═════ TEXT PASSAGE

But over the past six months, that anonymity has dissolved as he found himself at the centre of an imploding war within the broader Alameddine network that has spilt onto Sydney's streets and triggered plots to assassinate him.
On Monday, Azari survived the third attempt on his life in three weeks when two masked gunmen stormed a Turkish restaurant in Auburn, shooting him in the arm and shoulder, and hitting an innocent restaurant employee – a 47-year-old mother – twice in the torso.
A 25-year-old associate of Azari's, acting as his bodyguard, was shot in the face – the third companion travelling with him to have been killed or seriously injured in attempts on his life in the past month. Another man with the pair fled into a back room of the restaurant as Azari fought off one of his attackers with a chair.
Weeks before, on May 25, another of Azari's associates, Dawood Zakaria, was fatally shot in the head by assailants who opened fire on a Toyota HiLux in which they were travelling.
Who has carried out the failed assassinations on Azari remains a major focus for detectives, with no gunmen so far arrested, but investigators believe the orders have come from within Azari's own network after an internal conflict 'imploded'.
'Obviously, they're a violent organisation, and they're happy to target people that are outside their organisation or those, if necessary, from within their own organisation,' acting Police Commissioner Peter Thurtell said in the hours after Monday's shooting.
Little over a year ago, NSW Police triumphantly declared it had 'eradicated' the Alameddine network, arresting what senior figures were left in Australia after several of the group's bosses, including kingpin Rafat Alameddine, fled the country for the safety of Lebanon in November 2022.
Since then, Rafat, has been living abroad as a free man, wanted alongside fellow gangland figure John Ray Bayssari over an alleged criminal conspiracy to murder their underworld enemy Ibrahem Hamze during the peak of a war between the Alameddine and Hamzy clans for control of Sydney's lucrative drug trade in August 2021. That war, between the Alameddine and Hamzy clans, has been linked to 20 organised crime killings since 2020, police allege.
In December 2023, Alameddine's second-in-command at the time and Zakaria's brother, Masood Zakaria, was charged over the conspiracy to kill Hamze after he was deported from Turkey, where he was living after leaving Australia aboard a fishing boat two years earlier.
Despite what police hailed as a major victory, the Alameddine network has retained its presence as one of Sydney's most influential organised crime groups. And what success authorities did have in dismantling the network's Australian operations, has been, in part, undone by the fallout since.
Police sources, who sought anonymity to speak freely about investigations linked to the Alameddine conflict, said the network has suffered from a lack of leadership in recent years, resulting in an escalating feud between rival factions that has led to the recent spike in violence, including the attempts on Azari's life.

══════════

▶ [PROMPT] In the report on the Alameddine network, what did Azari use to fight off one of his attackers at the Auburn restaurant?

═════ STORED RECORDS

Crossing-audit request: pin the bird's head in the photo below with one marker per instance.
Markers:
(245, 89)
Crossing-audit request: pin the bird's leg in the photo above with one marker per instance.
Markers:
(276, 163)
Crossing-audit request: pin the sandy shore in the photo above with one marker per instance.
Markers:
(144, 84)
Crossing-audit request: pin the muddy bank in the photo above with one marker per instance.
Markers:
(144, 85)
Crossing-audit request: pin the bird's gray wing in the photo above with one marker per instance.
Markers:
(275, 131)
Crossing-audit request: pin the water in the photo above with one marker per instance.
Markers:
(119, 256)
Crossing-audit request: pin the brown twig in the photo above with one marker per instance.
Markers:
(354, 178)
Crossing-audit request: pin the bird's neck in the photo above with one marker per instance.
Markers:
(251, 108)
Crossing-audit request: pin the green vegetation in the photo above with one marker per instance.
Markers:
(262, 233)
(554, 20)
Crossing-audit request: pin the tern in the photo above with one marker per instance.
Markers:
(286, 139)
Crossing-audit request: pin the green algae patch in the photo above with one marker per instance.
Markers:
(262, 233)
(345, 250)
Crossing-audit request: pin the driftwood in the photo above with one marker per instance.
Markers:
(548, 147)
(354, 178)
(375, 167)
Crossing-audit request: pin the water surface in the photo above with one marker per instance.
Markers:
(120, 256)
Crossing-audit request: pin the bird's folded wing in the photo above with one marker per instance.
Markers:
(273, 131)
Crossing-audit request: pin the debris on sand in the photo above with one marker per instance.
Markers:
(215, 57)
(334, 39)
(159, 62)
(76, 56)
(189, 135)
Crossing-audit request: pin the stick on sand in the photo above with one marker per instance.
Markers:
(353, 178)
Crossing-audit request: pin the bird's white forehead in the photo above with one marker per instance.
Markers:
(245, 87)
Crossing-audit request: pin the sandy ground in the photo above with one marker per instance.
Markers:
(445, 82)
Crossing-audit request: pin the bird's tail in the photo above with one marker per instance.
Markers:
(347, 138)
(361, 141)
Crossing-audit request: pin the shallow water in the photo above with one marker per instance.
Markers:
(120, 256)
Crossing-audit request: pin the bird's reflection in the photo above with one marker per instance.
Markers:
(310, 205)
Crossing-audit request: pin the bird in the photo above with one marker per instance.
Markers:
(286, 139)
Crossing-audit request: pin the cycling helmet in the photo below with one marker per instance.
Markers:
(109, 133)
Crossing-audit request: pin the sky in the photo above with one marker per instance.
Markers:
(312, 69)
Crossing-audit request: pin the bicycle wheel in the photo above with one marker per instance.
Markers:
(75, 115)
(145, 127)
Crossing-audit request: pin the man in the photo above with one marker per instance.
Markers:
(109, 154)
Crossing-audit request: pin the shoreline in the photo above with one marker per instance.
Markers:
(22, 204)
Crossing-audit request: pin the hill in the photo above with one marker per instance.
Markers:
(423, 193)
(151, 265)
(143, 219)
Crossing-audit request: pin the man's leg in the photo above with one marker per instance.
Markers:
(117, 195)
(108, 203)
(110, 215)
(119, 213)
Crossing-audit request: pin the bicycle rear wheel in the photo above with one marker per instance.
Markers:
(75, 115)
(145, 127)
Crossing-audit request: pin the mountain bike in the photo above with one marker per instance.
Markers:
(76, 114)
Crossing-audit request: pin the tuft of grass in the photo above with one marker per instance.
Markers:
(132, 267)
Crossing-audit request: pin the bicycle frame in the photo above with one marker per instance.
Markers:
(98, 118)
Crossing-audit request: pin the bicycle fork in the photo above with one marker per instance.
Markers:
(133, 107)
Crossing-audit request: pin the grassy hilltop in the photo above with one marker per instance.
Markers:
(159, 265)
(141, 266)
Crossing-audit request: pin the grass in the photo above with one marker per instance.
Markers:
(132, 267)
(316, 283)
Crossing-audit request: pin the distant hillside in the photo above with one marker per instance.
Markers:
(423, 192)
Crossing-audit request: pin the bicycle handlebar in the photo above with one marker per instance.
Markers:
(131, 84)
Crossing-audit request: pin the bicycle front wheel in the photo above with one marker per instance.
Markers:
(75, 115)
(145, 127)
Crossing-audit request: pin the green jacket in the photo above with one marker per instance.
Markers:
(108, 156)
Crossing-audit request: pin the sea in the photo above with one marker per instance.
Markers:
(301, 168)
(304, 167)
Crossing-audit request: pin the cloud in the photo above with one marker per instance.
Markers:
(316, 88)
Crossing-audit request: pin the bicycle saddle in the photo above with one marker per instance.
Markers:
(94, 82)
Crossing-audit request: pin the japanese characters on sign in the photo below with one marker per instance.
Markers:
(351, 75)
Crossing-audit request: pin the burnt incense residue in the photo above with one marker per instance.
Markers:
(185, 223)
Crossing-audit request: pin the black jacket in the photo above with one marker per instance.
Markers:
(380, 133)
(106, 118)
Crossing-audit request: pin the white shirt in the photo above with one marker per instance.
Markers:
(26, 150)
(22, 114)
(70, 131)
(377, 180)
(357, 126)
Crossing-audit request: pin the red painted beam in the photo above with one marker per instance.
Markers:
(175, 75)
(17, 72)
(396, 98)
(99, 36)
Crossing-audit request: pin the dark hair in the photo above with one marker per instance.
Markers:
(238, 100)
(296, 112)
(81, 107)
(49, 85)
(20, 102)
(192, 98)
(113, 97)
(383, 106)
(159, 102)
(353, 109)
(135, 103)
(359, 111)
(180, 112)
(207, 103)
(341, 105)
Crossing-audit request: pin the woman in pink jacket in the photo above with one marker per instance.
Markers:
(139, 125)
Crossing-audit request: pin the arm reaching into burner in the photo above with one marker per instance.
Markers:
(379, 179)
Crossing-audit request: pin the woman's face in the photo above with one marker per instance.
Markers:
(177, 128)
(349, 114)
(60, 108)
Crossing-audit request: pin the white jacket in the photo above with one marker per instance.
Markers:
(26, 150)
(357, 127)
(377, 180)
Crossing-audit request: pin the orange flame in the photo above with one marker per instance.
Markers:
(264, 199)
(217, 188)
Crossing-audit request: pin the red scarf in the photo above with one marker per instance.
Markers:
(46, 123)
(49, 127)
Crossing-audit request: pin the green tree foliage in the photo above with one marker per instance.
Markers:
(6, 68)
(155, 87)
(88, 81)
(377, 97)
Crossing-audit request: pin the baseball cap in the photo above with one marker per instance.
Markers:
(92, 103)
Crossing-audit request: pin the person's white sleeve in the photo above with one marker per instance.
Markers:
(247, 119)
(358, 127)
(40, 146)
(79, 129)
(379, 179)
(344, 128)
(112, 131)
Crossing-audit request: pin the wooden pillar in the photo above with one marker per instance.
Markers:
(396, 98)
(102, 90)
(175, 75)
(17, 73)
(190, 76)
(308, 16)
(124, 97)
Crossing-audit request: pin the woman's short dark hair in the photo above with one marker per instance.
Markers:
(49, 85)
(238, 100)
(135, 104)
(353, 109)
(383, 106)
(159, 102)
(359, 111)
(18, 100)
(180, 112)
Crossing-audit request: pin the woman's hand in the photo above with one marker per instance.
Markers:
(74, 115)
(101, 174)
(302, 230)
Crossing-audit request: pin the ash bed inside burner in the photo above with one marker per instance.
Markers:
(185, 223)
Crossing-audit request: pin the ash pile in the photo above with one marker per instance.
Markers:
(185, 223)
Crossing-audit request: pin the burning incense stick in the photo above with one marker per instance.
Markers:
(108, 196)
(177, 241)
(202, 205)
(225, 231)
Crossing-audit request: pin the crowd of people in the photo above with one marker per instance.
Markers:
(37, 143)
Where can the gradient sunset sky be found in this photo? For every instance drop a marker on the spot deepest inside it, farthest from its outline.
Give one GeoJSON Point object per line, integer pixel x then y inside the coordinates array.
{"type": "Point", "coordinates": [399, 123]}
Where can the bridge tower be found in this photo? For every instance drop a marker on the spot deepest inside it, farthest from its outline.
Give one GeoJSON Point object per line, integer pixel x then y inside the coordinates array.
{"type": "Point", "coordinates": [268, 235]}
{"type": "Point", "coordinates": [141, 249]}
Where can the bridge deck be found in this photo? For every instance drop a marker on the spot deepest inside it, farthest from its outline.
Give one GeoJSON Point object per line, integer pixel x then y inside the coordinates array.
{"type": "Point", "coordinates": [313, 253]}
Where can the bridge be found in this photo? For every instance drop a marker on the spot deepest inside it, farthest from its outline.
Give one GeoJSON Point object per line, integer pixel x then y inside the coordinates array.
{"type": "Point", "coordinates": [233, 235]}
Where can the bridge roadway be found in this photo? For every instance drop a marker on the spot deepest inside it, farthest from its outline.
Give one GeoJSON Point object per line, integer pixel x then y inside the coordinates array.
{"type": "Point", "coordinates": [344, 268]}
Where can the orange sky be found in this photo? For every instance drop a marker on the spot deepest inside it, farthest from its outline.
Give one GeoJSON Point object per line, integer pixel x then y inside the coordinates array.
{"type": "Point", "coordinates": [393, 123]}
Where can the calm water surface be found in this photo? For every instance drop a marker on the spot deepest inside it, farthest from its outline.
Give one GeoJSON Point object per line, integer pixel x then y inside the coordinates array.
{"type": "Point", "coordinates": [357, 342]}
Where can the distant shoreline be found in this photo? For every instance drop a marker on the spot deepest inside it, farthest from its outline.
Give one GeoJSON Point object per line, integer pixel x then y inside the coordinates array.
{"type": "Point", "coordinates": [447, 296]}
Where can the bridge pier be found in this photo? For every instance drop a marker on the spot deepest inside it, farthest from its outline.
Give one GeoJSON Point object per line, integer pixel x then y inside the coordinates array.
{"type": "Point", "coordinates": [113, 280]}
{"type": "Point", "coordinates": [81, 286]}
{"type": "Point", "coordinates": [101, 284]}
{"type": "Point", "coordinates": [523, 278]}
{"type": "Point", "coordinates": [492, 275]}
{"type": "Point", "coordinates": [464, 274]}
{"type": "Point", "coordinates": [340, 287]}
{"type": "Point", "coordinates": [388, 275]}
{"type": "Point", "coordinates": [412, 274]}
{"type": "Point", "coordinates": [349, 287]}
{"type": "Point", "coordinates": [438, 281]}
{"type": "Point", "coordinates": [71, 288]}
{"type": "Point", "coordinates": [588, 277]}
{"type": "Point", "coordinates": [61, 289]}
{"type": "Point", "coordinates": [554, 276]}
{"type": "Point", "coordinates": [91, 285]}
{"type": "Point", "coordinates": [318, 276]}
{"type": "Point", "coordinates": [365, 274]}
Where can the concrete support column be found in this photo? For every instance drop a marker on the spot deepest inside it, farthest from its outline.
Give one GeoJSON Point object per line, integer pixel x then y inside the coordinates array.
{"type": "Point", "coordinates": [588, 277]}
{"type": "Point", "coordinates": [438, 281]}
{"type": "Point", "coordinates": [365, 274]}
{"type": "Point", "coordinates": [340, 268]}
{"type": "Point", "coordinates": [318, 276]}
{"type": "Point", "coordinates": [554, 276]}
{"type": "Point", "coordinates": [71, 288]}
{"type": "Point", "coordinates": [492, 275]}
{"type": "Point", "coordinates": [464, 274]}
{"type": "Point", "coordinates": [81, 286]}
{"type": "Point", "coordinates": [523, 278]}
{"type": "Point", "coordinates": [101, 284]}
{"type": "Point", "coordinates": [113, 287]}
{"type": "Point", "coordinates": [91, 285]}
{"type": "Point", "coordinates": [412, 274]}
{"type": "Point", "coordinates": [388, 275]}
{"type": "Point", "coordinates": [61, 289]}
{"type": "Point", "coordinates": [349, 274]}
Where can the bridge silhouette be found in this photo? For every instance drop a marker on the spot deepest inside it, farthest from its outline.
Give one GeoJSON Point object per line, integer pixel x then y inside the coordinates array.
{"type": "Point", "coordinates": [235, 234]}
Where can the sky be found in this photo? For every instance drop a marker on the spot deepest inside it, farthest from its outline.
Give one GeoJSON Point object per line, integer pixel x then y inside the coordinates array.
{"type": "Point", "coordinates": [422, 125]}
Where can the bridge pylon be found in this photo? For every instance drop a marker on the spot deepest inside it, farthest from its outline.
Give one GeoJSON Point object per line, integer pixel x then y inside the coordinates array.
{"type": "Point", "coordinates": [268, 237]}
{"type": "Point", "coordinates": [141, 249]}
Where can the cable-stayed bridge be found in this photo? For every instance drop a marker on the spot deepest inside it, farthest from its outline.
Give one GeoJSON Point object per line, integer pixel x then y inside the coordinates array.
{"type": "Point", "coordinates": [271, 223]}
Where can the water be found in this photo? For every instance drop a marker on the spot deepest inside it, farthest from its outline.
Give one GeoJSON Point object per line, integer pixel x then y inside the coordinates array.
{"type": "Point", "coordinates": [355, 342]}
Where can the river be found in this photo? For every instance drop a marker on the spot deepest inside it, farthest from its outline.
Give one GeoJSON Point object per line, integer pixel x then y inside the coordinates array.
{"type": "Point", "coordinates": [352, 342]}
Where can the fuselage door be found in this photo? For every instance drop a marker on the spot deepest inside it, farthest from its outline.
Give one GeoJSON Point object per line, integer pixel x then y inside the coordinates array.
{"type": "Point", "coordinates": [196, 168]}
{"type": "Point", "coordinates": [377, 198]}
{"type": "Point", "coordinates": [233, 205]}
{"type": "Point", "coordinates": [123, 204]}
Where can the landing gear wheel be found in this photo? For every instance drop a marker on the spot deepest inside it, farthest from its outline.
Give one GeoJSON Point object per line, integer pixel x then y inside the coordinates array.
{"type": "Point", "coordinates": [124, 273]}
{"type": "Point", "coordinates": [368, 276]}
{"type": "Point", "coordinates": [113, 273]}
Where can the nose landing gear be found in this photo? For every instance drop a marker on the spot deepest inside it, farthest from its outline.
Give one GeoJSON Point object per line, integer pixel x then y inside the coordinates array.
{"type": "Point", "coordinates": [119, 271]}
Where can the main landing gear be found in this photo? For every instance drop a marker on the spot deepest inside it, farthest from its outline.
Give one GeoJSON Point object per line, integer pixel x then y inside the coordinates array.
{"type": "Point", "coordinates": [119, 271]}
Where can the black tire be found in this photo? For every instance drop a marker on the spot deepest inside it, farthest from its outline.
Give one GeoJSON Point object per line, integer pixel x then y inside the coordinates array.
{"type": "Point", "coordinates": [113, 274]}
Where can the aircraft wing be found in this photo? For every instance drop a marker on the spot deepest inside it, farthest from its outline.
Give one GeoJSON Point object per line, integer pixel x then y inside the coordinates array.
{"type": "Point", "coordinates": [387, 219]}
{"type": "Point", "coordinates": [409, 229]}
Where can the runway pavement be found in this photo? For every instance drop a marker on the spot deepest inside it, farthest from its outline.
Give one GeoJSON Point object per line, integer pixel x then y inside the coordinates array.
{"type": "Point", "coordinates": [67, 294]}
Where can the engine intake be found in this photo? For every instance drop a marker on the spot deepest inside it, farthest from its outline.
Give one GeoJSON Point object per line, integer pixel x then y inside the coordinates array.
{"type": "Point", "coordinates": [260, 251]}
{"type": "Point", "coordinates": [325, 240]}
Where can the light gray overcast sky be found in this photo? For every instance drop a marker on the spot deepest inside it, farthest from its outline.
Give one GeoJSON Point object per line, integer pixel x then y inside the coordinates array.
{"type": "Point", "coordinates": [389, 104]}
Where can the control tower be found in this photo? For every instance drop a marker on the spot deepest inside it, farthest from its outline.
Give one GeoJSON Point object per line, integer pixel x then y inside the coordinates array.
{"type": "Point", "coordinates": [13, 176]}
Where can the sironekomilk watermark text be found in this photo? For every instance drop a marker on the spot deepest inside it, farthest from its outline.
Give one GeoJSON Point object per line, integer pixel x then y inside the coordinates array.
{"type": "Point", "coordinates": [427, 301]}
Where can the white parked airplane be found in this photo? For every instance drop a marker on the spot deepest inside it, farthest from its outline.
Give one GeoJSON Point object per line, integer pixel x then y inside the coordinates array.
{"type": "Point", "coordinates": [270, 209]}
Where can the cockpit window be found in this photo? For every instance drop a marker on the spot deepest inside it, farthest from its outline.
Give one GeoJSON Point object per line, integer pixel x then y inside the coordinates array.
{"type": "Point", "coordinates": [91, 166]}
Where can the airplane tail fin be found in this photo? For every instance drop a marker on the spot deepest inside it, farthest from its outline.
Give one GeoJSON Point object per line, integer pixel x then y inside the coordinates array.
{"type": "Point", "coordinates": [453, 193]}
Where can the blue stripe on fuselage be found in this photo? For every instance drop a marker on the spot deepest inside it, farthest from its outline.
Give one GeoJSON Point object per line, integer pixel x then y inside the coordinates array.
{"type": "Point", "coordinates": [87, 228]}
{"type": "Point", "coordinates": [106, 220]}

══════════

▶ [FULL SOLUTION] A chair.